___ EXTRACTED MATERIAL ___

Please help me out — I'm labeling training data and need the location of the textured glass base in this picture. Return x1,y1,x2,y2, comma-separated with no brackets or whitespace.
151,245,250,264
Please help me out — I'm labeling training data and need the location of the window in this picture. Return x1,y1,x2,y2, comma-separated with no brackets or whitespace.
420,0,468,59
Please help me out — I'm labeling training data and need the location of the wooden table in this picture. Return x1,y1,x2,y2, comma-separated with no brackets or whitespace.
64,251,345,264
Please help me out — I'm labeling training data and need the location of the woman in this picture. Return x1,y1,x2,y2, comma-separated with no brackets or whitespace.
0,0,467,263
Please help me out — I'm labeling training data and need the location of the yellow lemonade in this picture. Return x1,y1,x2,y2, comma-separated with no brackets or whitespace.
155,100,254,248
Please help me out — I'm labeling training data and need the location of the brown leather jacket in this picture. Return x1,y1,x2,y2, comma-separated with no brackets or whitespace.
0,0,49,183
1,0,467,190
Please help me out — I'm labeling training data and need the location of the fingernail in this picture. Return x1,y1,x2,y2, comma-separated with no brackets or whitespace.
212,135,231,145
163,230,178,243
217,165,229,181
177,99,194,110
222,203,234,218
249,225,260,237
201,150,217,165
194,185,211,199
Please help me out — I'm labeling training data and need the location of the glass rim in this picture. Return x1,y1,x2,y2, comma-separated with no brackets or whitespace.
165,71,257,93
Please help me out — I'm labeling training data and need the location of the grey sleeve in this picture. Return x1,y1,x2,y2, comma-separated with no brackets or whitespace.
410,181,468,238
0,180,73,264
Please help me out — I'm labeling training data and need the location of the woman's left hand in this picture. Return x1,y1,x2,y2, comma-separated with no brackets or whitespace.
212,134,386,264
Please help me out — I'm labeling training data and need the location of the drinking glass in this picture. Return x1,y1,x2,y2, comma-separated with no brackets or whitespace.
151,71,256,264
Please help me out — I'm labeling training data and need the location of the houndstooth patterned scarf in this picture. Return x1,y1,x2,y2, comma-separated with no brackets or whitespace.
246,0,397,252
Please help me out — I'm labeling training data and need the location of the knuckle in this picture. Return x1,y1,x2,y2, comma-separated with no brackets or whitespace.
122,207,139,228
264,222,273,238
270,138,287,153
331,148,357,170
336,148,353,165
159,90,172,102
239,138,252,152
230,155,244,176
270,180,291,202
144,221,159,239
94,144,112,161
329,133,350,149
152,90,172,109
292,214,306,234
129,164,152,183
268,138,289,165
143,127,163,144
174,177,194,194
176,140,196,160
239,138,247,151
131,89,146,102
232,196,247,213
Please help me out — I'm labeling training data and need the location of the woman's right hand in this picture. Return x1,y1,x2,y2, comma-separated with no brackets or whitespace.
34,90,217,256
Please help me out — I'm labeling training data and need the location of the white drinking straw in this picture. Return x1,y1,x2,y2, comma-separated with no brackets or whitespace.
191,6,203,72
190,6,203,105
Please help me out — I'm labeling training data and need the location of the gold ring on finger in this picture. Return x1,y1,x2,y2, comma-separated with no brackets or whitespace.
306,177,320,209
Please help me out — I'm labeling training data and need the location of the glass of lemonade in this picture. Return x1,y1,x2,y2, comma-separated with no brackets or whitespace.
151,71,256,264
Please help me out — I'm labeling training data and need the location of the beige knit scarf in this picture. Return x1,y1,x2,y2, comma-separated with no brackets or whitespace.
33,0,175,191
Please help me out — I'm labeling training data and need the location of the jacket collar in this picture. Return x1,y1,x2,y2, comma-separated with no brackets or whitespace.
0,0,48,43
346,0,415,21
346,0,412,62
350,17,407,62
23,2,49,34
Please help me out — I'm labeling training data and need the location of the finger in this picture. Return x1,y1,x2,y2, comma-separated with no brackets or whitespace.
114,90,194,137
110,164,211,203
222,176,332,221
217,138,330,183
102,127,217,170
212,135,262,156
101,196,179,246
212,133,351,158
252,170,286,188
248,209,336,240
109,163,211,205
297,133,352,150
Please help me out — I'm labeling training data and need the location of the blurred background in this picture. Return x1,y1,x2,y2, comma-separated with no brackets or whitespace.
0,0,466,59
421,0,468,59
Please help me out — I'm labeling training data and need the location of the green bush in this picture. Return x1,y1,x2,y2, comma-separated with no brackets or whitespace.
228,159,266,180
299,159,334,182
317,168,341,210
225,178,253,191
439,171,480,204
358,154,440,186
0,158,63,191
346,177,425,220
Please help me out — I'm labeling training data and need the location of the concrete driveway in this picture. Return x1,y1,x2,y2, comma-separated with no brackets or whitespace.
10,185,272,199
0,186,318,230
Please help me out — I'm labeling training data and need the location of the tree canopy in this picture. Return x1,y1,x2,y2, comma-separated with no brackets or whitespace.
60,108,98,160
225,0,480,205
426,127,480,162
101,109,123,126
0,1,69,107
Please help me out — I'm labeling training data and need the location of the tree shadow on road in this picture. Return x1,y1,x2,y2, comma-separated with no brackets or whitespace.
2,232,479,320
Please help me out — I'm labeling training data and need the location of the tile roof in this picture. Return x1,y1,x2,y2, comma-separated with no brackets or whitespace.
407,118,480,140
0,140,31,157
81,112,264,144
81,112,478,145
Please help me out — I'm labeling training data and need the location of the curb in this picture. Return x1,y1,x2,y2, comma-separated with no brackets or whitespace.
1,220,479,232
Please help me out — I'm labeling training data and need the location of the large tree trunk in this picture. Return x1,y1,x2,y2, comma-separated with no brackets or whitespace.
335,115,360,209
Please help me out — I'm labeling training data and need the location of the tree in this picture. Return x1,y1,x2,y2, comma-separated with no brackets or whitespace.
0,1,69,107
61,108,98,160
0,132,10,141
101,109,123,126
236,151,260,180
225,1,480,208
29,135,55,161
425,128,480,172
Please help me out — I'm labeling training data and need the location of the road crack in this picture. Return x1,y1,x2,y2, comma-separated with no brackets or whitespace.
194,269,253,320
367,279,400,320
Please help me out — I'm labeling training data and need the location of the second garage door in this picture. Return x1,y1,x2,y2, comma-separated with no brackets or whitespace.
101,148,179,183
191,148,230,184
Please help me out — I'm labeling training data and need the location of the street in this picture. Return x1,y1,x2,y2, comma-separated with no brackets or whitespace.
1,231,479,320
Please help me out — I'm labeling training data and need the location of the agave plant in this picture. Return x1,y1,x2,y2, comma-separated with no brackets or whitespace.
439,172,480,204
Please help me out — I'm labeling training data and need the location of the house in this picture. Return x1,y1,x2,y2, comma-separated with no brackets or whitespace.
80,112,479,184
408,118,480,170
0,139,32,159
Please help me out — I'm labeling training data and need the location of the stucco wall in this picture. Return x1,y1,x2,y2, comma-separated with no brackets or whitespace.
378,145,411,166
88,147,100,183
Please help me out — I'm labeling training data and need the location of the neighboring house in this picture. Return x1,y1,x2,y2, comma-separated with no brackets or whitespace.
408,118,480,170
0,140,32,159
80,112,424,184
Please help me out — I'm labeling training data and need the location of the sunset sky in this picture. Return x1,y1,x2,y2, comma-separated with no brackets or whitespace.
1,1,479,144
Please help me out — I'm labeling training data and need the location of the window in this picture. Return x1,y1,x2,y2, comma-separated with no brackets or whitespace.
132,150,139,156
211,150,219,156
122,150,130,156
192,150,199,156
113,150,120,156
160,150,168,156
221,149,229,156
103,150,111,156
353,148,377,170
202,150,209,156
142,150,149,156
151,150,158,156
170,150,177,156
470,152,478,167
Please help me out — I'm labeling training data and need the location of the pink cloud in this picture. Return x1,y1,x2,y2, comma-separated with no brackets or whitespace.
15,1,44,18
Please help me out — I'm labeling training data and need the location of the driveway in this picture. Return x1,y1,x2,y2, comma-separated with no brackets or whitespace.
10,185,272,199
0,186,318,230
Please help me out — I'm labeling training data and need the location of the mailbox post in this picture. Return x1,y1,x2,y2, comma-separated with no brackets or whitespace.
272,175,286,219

___

**WORK INSTRUCTIONS**: Your task is to set down exactly the lines from the line containing "of the mailbox" to the end of the data above, including both ends.

**TASK OUTPUT**:
Please help me out — I'm labeling training data and need the location of the mailbox post in this picture. Return x1,y1,x2,y2, comma-separated with no brackets or whitespace.
272,175,286,219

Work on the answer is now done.